DIRECTIONS: Please copy the material below again, starting at the line that contains "Find the blonde" and ending at the line that contains "<point>754,309</point>", and leave out everything else. Scale each coordinate in the answers by 2.1 and round to whole numbers, with halves going up, while the requests and their sample points stay unchanged.

SUPPLIED ENTRIES:

------------------------------------------------

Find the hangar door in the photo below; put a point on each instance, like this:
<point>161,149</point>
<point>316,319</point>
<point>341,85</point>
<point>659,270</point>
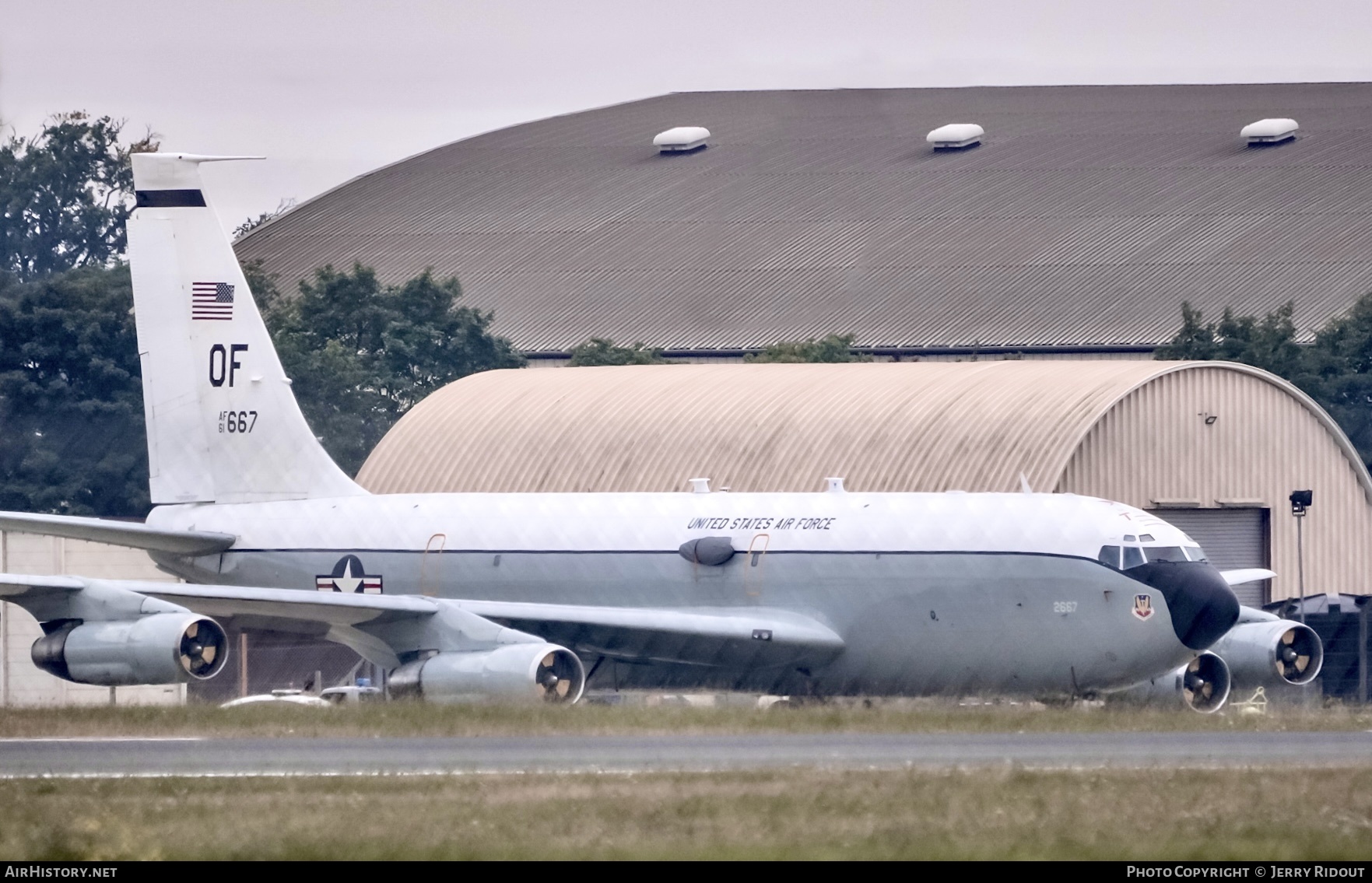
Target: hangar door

------------------------------------------------

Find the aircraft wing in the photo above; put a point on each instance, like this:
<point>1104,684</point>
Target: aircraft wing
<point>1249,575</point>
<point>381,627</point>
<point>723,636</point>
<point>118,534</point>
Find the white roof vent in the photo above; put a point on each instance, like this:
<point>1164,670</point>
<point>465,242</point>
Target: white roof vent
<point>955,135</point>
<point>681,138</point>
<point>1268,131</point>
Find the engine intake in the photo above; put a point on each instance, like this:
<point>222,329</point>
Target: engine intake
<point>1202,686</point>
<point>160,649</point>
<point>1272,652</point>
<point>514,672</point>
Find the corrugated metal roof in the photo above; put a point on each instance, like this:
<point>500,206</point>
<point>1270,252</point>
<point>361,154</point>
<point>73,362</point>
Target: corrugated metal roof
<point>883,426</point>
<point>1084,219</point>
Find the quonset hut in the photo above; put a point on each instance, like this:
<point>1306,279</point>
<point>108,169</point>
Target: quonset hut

------------------------------------------------

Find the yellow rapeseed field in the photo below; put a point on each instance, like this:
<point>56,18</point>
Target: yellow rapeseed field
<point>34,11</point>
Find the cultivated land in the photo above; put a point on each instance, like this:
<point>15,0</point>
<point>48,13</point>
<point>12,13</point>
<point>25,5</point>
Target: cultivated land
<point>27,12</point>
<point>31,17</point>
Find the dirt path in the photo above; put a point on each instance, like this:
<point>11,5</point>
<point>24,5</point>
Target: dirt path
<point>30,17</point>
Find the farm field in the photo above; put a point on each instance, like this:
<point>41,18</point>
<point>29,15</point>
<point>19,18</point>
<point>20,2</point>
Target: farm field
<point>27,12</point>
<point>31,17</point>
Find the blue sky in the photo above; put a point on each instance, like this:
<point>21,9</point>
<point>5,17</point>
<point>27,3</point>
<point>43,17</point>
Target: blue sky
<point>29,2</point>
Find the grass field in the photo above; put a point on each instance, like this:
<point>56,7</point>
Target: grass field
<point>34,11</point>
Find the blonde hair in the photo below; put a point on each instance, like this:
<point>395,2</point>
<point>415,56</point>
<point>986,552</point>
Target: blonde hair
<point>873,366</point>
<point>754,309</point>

------------------------------------------------

OUTPUT BELOW:
Find the blonde hair in the photo below; put a point on each instance, like this:
<point>395,2</point>
<point>415,56</point>
<point>986,552</point>
Target: blonde hair
<point>1833,769</point>
<point>1583,649</point>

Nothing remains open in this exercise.